[What is needed]:
Please report each line of the data below that contains "deepest".

[Task inputs]:
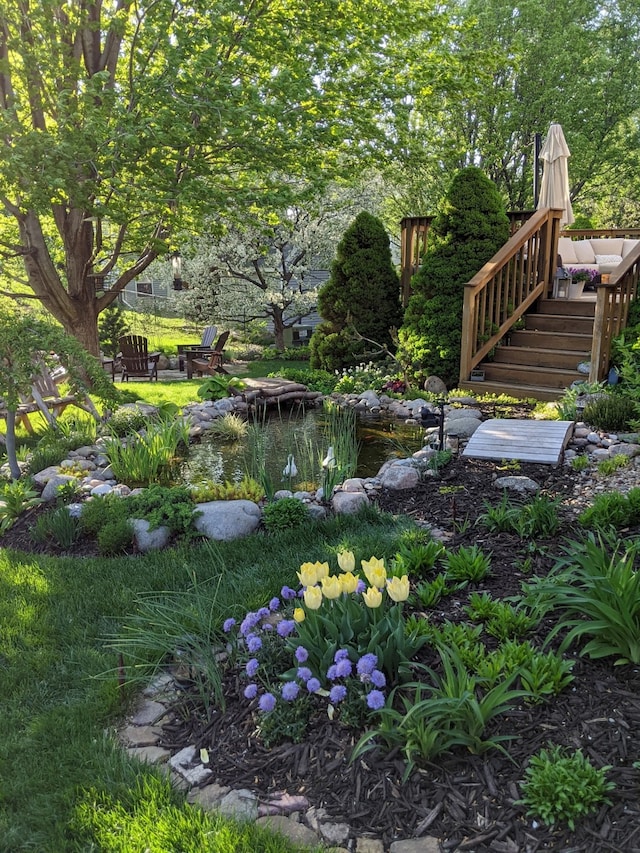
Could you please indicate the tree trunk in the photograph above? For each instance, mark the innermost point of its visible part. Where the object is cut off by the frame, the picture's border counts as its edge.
(278, 327)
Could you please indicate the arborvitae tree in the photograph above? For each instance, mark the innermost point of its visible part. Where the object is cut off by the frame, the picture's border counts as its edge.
(469, 229)
(363, 293)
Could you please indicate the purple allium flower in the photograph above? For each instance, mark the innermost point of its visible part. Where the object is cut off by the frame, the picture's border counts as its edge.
(267, 702)
(249, 623)
(375, 700)
(286, 627)
(254, 643)
(290, 691)
(367, 664)
(337, 693)
(377, 678)
(344, 668)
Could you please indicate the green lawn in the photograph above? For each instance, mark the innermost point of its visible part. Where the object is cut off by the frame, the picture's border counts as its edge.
(64, 783)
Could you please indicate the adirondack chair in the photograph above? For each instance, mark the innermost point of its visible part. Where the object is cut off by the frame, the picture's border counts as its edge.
(212, 362)
(45, 397)
(135, 359)
(206, 344)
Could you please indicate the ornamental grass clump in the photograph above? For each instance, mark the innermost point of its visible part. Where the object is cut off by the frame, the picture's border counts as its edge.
(339, 637)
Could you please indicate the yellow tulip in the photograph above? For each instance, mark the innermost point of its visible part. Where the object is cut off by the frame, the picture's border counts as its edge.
(348, 582)
(307, 574)
(313, 597)
(375, 572)
(331, 587)
(346, 561)
(322, 570)
(398, 588)
(372, 597)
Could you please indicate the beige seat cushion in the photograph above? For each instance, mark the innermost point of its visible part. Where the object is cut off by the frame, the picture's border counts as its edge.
(607, 245)
(584, 252)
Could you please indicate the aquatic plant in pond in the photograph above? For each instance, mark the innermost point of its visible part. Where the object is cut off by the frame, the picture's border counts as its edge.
(264, 452)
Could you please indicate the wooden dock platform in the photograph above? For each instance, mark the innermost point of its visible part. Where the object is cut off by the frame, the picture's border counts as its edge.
(526, 440)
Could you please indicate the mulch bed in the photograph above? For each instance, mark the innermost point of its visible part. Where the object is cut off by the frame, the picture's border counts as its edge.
(467, 801)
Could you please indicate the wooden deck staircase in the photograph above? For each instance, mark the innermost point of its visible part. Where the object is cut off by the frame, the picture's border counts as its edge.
(541, 360)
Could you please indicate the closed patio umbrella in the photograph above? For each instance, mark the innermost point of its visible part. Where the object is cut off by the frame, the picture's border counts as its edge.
(554, 188)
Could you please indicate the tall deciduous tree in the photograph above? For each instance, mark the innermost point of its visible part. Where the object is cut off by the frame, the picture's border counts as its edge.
(529, 64)
(118, 119)
(266, 267)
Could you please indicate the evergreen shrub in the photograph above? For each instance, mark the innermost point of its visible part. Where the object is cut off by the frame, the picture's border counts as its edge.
(469, 229)
(362, 293)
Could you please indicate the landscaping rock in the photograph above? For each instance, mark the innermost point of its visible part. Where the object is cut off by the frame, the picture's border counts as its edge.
(241, 804)
(50, 491)
(226, 520)
(435, 385)
(348, 503)
(517, 484)
(296, 832)
(400, 477)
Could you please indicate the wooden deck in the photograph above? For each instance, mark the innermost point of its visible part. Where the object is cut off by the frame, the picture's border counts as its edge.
(525, 440)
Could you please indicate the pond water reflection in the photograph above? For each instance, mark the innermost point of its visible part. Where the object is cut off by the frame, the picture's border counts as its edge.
(301, 434)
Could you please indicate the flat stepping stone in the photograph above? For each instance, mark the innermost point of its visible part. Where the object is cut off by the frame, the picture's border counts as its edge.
(525, 440)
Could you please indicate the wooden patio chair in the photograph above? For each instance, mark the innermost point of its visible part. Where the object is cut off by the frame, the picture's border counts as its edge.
(135, 359)
(206, 344)
(45, 398)
(213, 361)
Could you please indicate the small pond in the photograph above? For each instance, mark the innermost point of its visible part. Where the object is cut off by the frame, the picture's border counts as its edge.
(302, 435)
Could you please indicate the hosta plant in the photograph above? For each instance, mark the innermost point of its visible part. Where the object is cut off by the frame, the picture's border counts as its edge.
(563, 787)
(595, 592)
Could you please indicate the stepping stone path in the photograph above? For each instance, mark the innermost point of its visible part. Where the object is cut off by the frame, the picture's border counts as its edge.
(292, 816)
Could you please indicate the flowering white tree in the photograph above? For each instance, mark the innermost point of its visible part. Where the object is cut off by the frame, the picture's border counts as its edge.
(266, 267)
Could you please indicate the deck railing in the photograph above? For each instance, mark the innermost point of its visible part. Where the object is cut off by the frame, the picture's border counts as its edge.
(498, 296)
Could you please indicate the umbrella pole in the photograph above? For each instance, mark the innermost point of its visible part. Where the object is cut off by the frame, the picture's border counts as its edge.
(537, 144)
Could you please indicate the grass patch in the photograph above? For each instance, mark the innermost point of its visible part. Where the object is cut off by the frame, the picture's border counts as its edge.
(64, 783)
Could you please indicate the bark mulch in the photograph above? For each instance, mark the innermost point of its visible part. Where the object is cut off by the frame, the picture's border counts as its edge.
(467, 801)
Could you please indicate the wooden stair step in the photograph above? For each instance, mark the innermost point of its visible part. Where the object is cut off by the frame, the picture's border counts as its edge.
(559, 323)
(550, 377)
(566, 359)
(566, 307)
(551, 340)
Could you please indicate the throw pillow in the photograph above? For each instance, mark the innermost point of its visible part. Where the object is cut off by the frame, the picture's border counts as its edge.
(608, 259)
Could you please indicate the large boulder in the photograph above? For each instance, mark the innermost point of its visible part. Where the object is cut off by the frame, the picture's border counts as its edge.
(225, 520)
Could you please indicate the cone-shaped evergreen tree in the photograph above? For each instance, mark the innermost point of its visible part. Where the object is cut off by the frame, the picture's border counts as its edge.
(363, 292)
(469, 229)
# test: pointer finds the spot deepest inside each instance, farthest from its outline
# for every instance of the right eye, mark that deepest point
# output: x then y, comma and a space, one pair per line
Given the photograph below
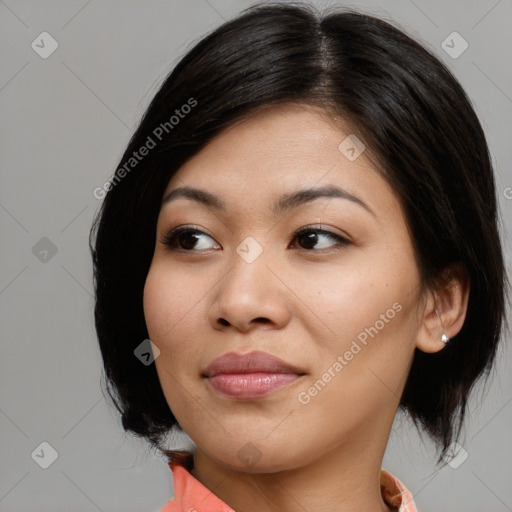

[Problem solution]:
# test: pointer finds the spot deepest inside each instance, farthest from its outline
# for every instance of the right eye, mark that deepest point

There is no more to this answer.